What to do. Copy out the data exactly, leaving the pictures behind.

(Image-backed grounding data)

════════════════════

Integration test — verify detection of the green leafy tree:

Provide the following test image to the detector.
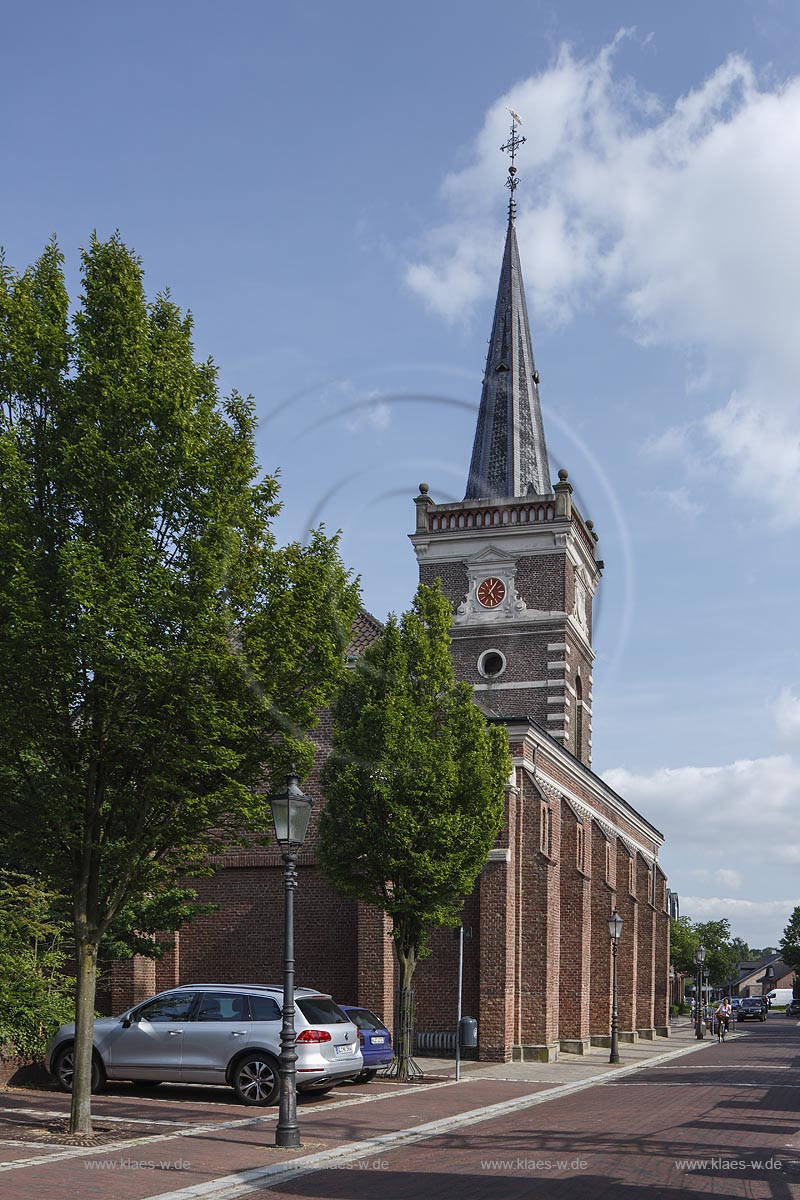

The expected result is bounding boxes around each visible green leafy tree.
[318,581,511,1079]
[672,918,751,999]
[694,920,739,986]
[0,872,74,1058]
[779,906,800,974]
[670,916,699,975]
[728,937,750,966]
[0,236,360,1135]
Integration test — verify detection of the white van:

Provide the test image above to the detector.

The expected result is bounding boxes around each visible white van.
[767,988,794,1007]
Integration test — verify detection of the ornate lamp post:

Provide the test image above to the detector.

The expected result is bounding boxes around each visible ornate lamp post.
[269,769,314,1149]
[693,945,707,1039]
[609,909,623,1064]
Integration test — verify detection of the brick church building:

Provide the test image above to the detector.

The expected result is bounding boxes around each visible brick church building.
[113,135,670,1062]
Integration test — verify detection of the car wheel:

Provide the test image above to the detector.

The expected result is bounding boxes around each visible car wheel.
[52,1045,106,1094]
[231,1053,280,1106]
[355,1069,378,1084]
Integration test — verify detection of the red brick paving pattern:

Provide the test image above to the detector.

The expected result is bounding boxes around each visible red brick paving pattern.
[257,1025,800,1200]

════════════════════

Answer to this task.
Integration test — verify detection of the green leafy tree:

Provide the following test image to the detector.

The expected result is bounding boxes around each visible green leafy tree.
[318,581,511,1079]
[672,918,751,999]
[694,920,739,986]
[0,872,74,1058]
[779,906,800,974]
[670,916,699,975]
[728,937,750,966]
[0,236,360,1135]
Integration test — verify detection of the white van:

Provide the test image above to the detector.

The expected result is bounding boxes around each visible white van.
[767,988,794,1007]
Integration test — verify detection of the ornate lamp post:

Provide the test image above to the detector.

The expected result is bounding boxes around each visible ornate lamp post.
[269,769,314,1149]
[693,945,707,1039]
[609,909,623,1064]
Integration test — verify detection of the brick church building:

Provide the test image above to the detector.

The expected result is bounding boxes around each visible brick church building.
[113,135,670,1062]
Integration test — verify detection of the car wheel:

Provide the test image above to the detector.

The expected result is bounding boxes around each visible car wheel.
[52,1045,106,1094]
[231,1053,280,1106]
[355,1069,378,1084]
Integration test — verify detection of the red brick paving pattern:

Provide the test image above to the detector.

The expected result is bounding boxes around each visible red brick paving pattern.
[257,1025,800,1200]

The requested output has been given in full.